* WHAT THE EXERCISE ASKS *
Update the listing below by replacing every "position" with "location", leaving everything else unchanged and omitting the pictures.

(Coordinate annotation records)
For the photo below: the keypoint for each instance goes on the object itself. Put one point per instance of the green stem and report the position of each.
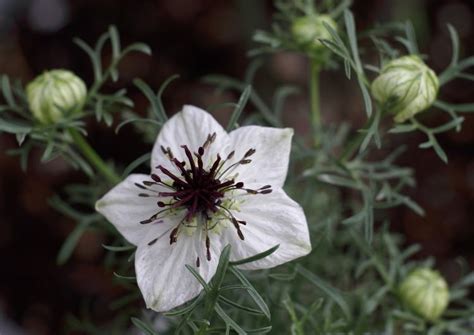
(315, 101)
(94, 158)
(352, 146)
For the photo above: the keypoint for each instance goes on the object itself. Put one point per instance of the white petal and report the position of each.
(164, 280)
(270, 162)
(125, 209)
(272, 219)
(189, 127)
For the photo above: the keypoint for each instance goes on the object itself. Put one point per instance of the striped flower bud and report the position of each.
(308, 30)
(55, 94)
(408, 85)
(426, 293)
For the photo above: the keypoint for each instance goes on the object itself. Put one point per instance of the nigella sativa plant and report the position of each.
(207, 189)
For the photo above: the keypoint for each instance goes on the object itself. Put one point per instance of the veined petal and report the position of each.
(125, 210)
(189, 127)
(270, 161)
(271, 219)
(162, 276)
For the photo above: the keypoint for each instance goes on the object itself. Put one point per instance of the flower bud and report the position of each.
(55, 94)
(308, 30)
(426, 293)
(408, 84)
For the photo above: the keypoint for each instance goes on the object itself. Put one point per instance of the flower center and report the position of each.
(197, 189)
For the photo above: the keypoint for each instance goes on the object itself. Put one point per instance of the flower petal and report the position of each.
(271, 219)
(125, 209)
(189, 127)
(162, 276)
(270, 161)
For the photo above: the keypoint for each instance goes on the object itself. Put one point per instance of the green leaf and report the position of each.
(14, 127)
(244, 97)
(95, 59)
(232, 303)
(221, 268)
(159, 95)
(136, 163)
(71, 241)
(412, 45)
(7, 91)
(257, 298)
(146, 328)
(333, 293)
(150, 95)
(186, 309)
(201, 280)
(148, 121)
(118, 248)
(227, 319)
(127, 278)
(115, 41)
(455, 45)
(138, 47)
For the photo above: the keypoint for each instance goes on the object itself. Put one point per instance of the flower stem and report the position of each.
(352, 146)
(93, 157)
(315, 101)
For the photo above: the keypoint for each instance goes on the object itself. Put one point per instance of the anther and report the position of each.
(153, 241)
(140, 186)
(249, 153)
(208, 246)
(173, 237)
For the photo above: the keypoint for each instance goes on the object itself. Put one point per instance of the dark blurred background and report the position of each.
(193, 38)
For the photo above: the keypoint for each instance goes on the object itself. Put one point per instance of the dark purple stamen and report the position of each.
(198, 190)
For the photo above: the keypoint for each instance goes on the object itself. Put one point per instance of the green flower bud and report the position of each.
(308, 30)
(55, 94)
(426, 293)
(409, 84)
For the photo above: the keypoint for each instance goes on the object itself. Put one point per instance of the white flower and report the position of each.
(207, 189)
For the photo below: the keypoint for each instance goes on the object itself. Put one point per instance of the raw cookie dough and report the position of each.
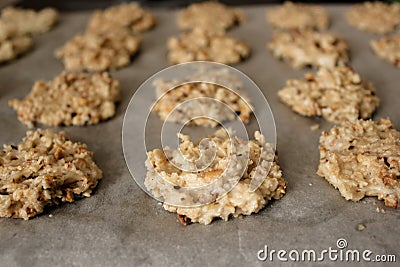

* RESULT *
For the photo below: the keypoint for each instance goes on the object itself. Put one point per instance of the green stem and report the location of each.
(315, 101)
(94, 158)
(352, 146)
For the photo above: the keypoint for each instance goes on the object itself. Put one point per instance of the white petal and report the location of each.
(164, 280)
(270, 162)
(125, 209)
(272, 219)
(189, 127)
For the photo above: the keypoint for each instance goes on the object itself. Put one point per instance of the striped flower bud and report the location of each.
(308, 30)
(55, 94)
(408, 85)
(426, 293)
For the photo above: the keypoint for each instance goes on the object itself. Put one point per instance of the nigella sativa plant and report the location of each.
(207, 189)
For the photo above: the keypoint for each instance goes on the object itself. Put one point per instance of the veined petal and report the location of each.
(125, 210)
(189, 127)
(270, 161)
(271, 219)
(162, 276)
For the photo above: the keypoint for each instance goes on the object itself. Put one point per instance of the flower bud and report the location of each.
(55, 94)
(308, 30)
(426, 293)
(408, 84)
For the photo above: the keypoint for each instance goes on the object itself. Put one point per instance of the flower center and report the location of each.
(197, 189)
For the photo above: the keypoint for each instance goes on the object itself. Put one point per instance of the flower petal and report the location of each.
(271, 219)
(125, 209)
(189, 127)
(162, 276)
(270, 161)
For the photo above: the keypoint for each instance goes on the object itself. Put one point per instance of the green leaf and report the location of each.
(14, 127)
(244, 97)
(95, 59)
(232, 303)
(221, 268)
(159, 95)
(136, 163)
(71, 241)
(412, 45)
(7, 91)
(257, 298)
(146, 328)
(333, 293)
(150, 95)
(186, 309)
(201, 280)
(148, 121)
(118, 248)
(227, 319)
(127, 278)
(115, 41)
(455, 45)
(138, 47)
For the photo above: the keypoint for each instance goes on the object itself. Put one point per instance of the flower stem and report the location of each.
(352, 146)
(93, 157)
(315, 101)
For the photo above: the keypoint for each instance goes on the object itself. Put one point per instance of the anther and report the location of each.
(153, 241)
(140, 186)
(249, 153)
(208, 246)
(173, 237)
For the photo above: the keypoint for each instance goes on the object itself. Put one point per instance of the dark blurred background and report the location of each.
(193, 38)
For the photo above: the keypoint for each instance goes on the object itself. Put one point per instance of the dark purple stamen and report the location of each.
(198, 190)
For the photo above: the keypoint for each instance goes on the object itself. Put one point per instance of the green flower bud and report the location of each.
(308, 30)
(55, 94)
(426, 293)
(409, 84)
For the photo above: the keypoint for each instance goes on the object itself. Put one point per instance of the white flower and report the location of each.
(207, 189)
For the photo below: the keypoint for each instance goes on the object itself. Put one point per instance of the raw cookie dough and report the location of each.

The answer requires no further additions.